[INFORMATION PROVIDED Boundary: Start]

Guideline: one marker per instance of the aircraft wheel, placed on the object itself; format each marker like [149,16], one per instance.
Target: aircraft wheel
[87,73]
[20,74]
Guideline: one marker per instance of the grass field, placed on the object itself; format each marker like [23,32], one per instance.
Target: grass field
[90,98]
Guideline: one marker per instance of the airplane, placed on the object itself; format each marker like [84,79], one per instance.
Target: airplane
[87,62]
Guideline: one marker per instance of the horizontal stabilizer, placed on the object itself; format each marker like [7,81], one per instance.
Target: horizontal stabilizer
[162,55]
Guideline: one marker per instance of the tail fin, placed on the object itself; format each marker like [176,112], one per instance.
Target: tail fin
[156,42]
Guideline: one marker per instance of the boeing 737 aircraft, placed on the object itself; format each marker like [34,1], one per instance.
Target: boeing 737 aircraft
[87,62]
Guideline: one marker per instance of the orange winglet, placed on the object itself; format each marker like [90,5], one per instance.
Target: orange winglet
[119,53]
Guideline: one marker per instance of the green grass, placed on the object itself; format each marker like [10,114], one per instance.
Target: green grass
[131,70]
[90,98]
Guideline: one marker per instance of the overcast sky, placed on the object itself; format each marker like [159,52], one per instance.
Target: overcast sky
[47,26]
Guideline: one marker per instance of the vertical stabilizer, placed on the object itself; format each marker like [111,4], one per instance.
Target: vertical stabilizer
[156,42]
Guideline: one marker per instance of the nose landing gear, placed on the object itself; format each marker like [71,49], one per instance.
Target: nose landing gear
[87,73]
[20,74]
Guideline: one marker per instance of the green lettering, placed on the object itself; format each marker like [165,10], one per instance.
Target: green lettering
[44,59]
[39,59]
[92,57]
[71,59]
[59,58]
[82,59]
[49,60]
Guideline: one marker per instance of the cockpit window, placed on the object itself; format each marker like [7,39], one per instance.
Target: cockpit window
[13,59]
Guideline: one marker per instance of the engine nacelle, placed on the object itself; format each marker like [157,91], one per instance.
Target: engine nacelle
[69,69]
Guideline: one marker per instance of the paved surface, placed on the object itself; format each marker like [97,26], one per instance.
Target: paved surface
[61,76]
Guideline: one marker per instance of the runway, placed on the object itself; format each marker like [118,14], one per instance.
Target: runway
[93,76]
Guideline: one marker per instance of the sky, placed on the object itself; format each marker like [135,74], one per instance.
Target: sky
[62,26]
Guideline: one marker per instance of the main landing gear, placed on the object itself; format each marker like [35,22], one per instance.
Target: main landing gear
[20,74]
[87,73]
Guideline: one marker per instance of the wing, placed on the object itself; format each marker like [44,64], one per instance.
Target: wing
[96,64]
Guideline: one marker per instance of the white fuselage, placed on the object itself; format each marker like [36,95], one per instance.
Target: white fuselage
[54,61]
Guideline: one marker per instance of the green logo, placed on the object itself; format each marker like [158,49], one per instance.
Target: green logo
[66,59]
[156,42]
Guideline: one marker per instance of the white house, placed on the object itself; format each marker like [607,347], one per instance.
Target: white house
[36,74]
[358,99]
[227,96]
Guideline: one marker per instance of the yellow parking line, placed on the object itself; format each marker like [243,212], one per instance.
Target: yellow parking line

[INFORMATION PROVIDED Boundary: End]

# TASK PROMPT
Could you print the lines of the records above from the one containing "Guideline: one marker per instance of the sky, placed" through the last, exactly and with no additions?

# TASK SOLUTION
Guideline: one marker per instance of the sky, placed on the object itself; format each marker like [135,74], one per instance.
Target: sky
[62,26]
Guideline: one marker per instance of the main landing gear, placed on the object itself; format each marker like [35,22], one per instance.
Target: main landing gear
[20,74]
[87,73]
Guideline: one marker per instance of the wing, placed on the object itself; format each marker like [44,64], one per instance.
Target: wing
[96,64]
Guideline: one marker per instance of the white fuselage, placed on the object itself; format each marker like [36,95], one per instance.
Target: white fuselage
[54,61]
Guideline: one marker per instance of the green logo, placed on the object itself; format each marker like [158,49], one per instance.
Target: green logo
[66,59]
[156,42]
Guideline: one marker per instance of the white house, placed on the object itself; format each marker like [607,347], one per instance.
Target: white house
[36,74]
[358,99]
[227,96]
Guideline: one marker per instance of the yellow parking line, placed on the object itself; format each marker like [243,212], one per instance.
Target: yellow parking line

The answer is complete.